━━━━━ DATASET EXTRACT

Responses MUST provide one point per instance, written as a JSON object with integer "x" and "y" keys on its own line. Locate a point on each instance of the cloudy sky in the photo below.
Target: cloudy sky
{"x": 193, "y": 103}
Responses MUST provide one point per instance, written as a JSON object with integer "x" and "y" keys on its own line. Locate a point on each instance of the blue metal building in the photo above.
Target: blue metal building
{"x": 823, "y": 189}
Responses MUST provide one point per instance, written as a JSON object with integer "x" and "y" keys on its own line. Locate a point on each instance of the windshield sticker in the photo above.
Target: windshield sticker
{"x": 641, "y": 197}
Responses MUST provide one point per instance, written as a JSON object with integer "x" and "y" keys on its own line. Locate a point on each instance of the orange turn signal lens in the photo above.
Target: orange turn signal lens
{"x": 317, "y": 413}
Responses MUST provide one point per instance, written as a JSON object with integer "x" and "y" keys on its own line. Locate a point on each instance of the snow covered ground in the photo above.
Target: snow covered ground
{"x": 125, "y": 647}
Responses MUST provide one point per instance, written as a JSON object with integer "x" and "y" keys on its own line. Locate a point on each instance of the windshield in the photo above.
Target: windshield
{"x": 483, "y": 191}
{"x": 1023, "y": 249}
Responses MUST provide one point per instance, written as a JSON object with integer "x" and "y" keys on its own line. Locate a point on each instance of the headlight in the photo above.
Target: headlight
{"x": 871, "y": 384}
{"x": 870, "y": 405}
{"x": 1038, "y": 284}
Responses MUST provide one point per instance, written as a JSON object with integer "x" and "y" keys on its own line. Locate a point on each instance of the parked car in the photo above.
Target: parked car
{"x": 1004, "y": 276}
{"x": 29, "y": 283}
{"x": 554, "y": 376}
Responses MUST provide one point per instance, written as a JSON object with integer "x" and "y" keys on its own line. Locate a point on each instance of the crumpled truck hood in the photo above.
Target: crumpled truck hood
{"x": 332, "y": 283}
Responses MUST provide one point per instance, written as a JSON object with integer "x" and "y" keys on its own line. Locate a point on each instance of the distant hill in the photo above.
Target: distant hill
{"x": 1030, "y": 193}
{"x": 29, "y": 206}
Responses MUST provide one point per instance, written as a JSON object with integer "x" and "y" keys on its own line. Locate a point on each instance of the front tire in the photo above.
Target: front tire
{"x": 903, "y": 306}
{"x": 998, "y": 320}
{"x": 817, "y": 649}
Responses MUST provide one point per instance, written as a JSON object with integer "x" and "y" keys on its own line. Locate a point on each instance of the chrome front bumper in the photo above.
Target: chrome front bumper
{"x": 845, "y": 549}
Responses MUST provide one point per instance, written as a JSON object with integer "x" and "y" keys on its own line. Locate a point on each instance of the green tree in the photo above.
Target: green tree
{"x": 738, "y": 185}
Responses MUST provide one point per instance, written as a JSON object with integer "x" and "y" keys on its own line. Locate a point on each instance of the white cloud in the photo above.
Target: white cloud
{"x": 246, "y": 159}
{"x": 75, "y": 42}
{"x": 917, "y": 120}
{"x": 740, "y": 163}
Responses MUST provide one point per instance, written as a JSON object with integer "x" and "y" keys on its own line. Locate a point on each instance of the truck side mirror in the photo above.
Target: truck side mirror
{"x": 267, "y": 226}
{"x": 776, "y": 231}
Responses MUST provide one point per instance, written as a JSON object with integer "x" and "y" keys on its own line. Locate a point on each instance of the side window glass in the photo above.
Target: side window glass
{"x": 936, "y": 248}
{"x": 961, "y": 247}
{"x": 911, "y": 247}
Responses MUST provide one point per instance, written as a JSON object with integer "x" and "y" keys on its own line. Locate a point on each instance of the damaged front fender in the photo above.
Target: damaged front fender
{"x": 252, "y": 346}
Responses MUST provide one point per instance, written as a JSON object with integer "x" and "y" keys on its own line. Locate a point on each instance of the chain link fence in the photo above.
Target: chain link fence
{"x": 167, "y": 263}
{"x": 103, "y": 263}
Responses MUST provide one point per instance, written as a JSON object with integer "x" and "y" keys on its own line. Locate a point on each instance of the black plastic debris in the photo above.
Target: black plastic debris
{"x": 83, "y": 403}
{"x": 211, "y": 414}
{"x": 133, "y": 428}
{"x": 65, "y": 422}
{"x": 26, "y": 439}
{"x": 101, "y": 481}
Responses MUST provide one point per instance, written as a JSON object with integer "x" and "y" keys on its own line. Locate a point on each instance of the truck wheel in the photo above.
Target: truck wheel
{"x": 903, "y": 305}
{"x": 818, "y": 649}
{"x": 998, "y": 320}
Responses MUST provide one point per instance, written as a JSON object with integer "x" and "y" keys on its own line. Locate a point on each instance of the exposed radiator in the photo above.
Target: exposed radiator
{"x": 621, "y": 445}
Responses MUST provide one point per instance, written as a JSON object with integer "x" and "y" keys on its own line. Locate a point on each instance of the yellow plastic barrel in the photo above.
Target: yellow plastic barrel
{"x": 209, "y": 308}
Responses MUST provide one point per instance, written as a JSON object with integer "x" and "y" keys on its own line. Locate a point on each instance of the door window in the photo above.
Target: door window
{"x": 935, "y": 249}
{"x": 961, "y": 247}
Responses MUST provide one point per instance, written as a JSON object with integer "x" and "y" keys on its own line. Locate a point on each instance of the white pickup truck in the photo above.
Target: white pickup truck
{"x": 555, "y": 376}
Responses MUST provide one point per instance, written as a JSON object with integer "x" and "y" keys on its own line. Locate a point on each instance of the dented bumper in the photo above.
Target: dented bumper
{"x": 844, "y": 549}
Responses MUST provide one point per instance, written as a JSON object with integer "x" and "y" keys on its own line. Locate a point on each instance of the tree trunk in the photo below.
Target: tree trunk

━━━━━━━━━━

● WORK TO BE COMPLETED: Reproduce each entry word for word.

● EXPECTED ANSWER:
Responses MUST provide one point per instance, written as a JSON object with integer "x" and "y" keys on its own line. Locate a point on each instance of the cloudy sky in the photo below.
Target: cloudy sky
{"x": 193, "y": 103}
Responses MUST provide one point per instance, written as a JSON object with integer "x" and "y" keys on its own line. Locate a point on each instance of the blue metal building in the photo above.
Target: blue metal building
{"x": 823, "y": 189}
Responses MUST provide one point per instance, written as a JSON object with integer "x" and "y" keys on its own line. Locate a point on each instance of the windshield sticker in the photo above.
Target: windshield sticker
{"x": 641, "y": 197}
Responses MUST provide one point per instance, written as a JSON object with integer "x" and "y" keys on its own line. Locate a point on each instance of the orange turn signal lens in the photo above.
Target: orange turn signal lens
{"x": 317, "y": 413}
Responses MUST provide one point per instance, written as a JSON object with integer "x" and "y" keys on its own line. Locate a point on each instance of the snow covered ground in the photo above.
Target: snow covered ground
{"x": 125, "y": 647}
Responses MUST provide one point per instance, written as a JSON object with integer "x" and "y" keys on its own line. Locate a point on each instance of the windshield in the photo above.
Target: windshield
{"x": 483, "y": 191}
{"x": 1023, "y": 249}
Responses MUST provide one point per instance, written as a JSON object with integer "x" and "y" keys on its own line. Locate a point on each instance of the headlight in the photo above.
Target: headlight
{"x": 871, "y": 384}
{"x": 870, "y": 405}
{"x": 1038, "y": 284}
Responses MUST provide one point per instance, written as a JSON object with integer "x" and "y" keys on its own line. Locate a point on each instance of the parked car in the photo above.
Target: parked car
{"x": 1004, "y": 276}
{"x": 29, "y": 283}
{"x": 554, "y": 376}
Responses MUST provide one point per instance, written as a JSON object with integer "x" and "y" keys on its own line. Locate a point on each instance of the crumpled truck hood in the photo above.
Target: crumpled truck hood
{"x": 332, "y": 283}
Responses MUST provide one point per instance, written as a JSON object with integer "x" and "y" keys on its own line. Locate a point on each instance of the distant hill in the photo above.
Target: distant hill
{"x": 1030, "y": 193}
{"x": 29, "y": 206}
Responses MUST provide one point per instance, written as a JSON object with integer "x" and "y" keys on its own line. Locate a point on each instance of the front tire in the photo above.
Target: front tire
{"x": 903, "y": 306}
{"x": 998, "y": 320}
{"x": 817, "y": 649}
Responses MUST provide one point per instance, written as a JSON object with integer "x" and "y" keys on its own line. Locate a point on each instance of the chrome front bumper in the photo above.
Target: chrome front bumper
{"x": 845, "y": 549}
Responses MUST provide one point per instance, written as a JSON object with integer "x" and "y" keys on its own line. Locate a point on each instance of the green tree in the photo above.
Target: green tree
{"x": 738, "y": 185}
Responses MUST provide one point per instance, written as a JSON object with integer "x" and "y" keys on its own line. Locate a point on each instance of the white cloud in the photo above.
Target: white cloud
{"x": 246, "y": 159}
{"x": 75, "y": 42}
{"x": 917, "y": 120}
{"x": 740, "y": 163}
Responses MUST provide one point per instance, written as a JSON object with integer "x" and "y" keys on its own line. Locate a point on each instance of the truck side mirror in the photo above.
Target: truck side mirror
{"x": 267, "y": 226}
{"x": 776, "y": 231}
Responses MUST provide one point per instance, written as a JSON object with integer "x" and "y" keys on its own line. Locate a point on each instance of the side window glass in the photo above.
Target: side window glass
{"x": 936, "y": 248}
{"x": 961, "y": 247}
{"x": 911, "y": 247}
Responses MUST provide one point per instance, written as a JSON object with integer "x" and "y" keys on its own line. Locate a point on each instance of the damaged front fender in the photo above.
Target: damaged front fender
{"x": 252, "y": 346}
Responses MUST provide one point per instance, written as a JSON object with integer "x" and "y" keys on its own line. Locate a point on each instance of the chain link fence in the photo above.
Target: chain link fence
{"x": 167, "y": 263}
{"x": 103, "y": 263}
Responses MUST provide one point per instance, written as a JSON object with integer "x" and "y" keys on its own line. Locate a point on each instance of the black plastic debris in the photo above.
Target: black plastic debris
{"x": 83, "y": 403}
{"x": 211, "y": 414}
{"x": 133, "y": 428}
{"x": 65, "y": 422}
{"x": 26, "y": 439}
{"x": 101, "y": 481}
Responses MUST provide one point per instance, written as a JSON object with integer "x" and "y" keys on its own line. Locate a point on each instance of the truck wheel in the photo above.
Target: truck wheel
{"x": 903, "y": 305}
{"x": 818, "y": 649}
{"x": 998, "y": 320}
Responses MUST provide one point per instance, written as a JSON object with integer "x" and "y" keys on its own line. Locate a point on each instance of the exposed radiator in the photo above.
Target: exposed radiator
{"x": 621, "y": 445}
Responses MUST provide one point per instance, written as a JSON object with integer "x" and "y" keys on its own line. Locate a point on each instance of the yellow plastic barrel in the photo above.
Target: yellow plastic barrel
{"x": 209, "y": 308}
Responses MUST provide one point per instance, written as a JSON object with integer "x" and "y" keys on its own line. Locate a point on each instance of the door window in the photo above.
Target: door window
{"x": 935, "y": 249}
{"x": 961, "y": 247}
Responses MUST provide one point per instance, written as a JSON object with integer "x" and "y" keys on its own line. Locate a point on each instance of the white pickup truck in the photo above.
Target: white pickup truck
{"x": 555, "y": 376}
Responses MUST provide one point per instance, written as a JSON object with integer "x" and "y" keys on its own line. Locate a point on each instance of the dented bumper in the photo above.
Target: dented bumper
{"x": 844, "y": 549}
Responses MUST provide one point per instance, written as a JSON object with integer "x" and "y" keys on its own line. Locate a point on each instance of the tree trunk in the photo below.
Target: tree trunk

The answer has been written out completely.